Set problem: Copy the items below, replacing each "marker" with "pin" and leaving everything else unchanged.

Task data:
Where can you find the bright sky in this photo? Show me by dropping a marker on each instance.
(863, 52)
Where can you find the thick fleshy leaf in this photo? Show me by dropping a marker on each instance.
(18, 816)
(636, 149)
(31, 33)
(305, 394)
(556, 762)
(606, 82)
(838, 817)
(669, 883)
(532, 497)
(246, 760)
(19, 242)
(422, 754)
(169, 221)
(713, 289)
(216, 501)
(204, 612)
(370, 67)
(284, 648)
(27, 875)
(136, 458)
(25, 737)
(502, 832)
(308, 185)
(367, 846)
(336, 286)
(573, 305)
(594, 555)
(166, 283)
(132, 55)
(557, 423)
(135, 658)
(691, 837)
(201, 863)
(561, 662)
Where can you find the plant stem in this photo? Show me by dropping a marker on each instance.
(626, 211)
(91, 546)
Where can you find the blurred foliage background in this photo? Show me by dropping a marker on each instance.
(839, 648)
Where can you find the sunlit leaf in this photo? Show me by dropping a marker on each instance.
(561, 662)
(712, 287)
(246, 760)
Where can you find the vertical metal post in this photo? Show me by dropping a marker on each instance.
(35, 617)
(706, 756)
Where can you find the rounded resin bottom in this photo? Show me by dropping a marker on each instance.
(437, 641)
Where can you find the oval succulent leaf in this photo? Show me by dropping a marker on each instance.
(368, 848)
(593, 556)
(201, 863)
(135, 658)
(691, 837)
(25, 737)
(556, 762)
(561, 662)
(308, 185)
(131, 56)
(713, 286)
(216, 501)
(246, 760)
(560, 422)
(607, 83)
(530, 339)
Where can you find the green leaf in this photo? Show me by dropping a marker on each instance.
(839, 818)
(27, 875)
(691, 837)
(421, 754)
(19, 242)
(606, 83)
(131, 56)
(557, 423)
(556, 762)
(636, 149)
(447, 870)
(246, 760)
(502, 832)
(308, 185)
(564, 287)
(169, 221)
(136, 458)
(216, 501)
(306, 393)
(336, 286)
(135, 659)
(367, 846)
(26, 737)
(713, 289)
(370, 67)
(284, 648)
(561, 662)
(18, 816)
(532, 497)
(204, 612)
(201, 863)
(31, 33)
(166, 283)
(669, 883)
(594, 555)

Complete output:
Where can you find the bright sky in this photo? Show me by dropping a pin on each instance.
(863, 52)
Where can you find the thick fleshy leaf in this photo? Show me by dropping a pin on each instance.
(18, 816)
(636, 149)
(31, 33)
(305, 394)
(556, 762)
(606, 82)
(838, 817)
(669, 883)
(532, 497)
(246, 760)
(19, 242)
(422, 754)
(169, 221)
(713, 289)
(216, 501)
(204, 612)
(370, 67)
(284, 648)
(27, 875)
(136, 458)
(25, 737)
(502, 832)
(308, 185)
(367, 846)
(336, 286)
(573, 305)
(594, 555)
(166, 283)
(132, 55)
(557, 423)
(135, 658)
(691, 837)
(201, 863)
(561, 662)
Where can you find the plant stem in this photo? Show me by dropping a pin on each instance.
(626, 211)
(91, 546)
Where can you find the blurred foliage background in this photo? Show me by dropping a pin on each instance.
(839, 648)
Where can you find the sunlit leaf in this photo? Show me by dropping a pin on each instance.
(561, 662)
(712, 287)
(246, 760)
Where can you find the vertical metal post in this photo? Show me by dropping a pin on each instance.
(35, 617)
(706, 756)
Where can you find the rounded resin bottom in this photo? Show me by dropping a pin on each instance.
(437, 641)
Where can you find the oval succulent leaf in this photo? Show me by dropping a pin on each instance.
(368, 848)
(593, 556)
(201, 863)
(135, 658)
(691, 837)
(25, 737)
(556, 762)
(561, 662)
(308, 185)
(131, 56)
(713, 286)
(216, 501)
(246, 760)
(560, 422)
(607, 83)
(530, 339)
Where can you find the green leaf in this photo? Show me by dropping a pin on each instance.
(839, 818)
(27, 875)
(691, 837)
(421, 754)
(19, 242)
(606, 83)
(131, 56)
(557, 423)
(556, 762)
(636, 149)
(447, 870)
(246, 760)
(502, 832)
(308, 185)
(564, 287)
(169, 221)
(136, 458)
(216, 501)
(306, 393)
(336, 286)
(135, 659)
(367, 846)
(26, 737)
(713, 289)
(370, 67)
(284, 648)
(561, 662)
(18, 816)
(532, 497)
(204, 612)
(201, 863)
(31, 33)
(166, 283)
(669, 883)
(594, 555)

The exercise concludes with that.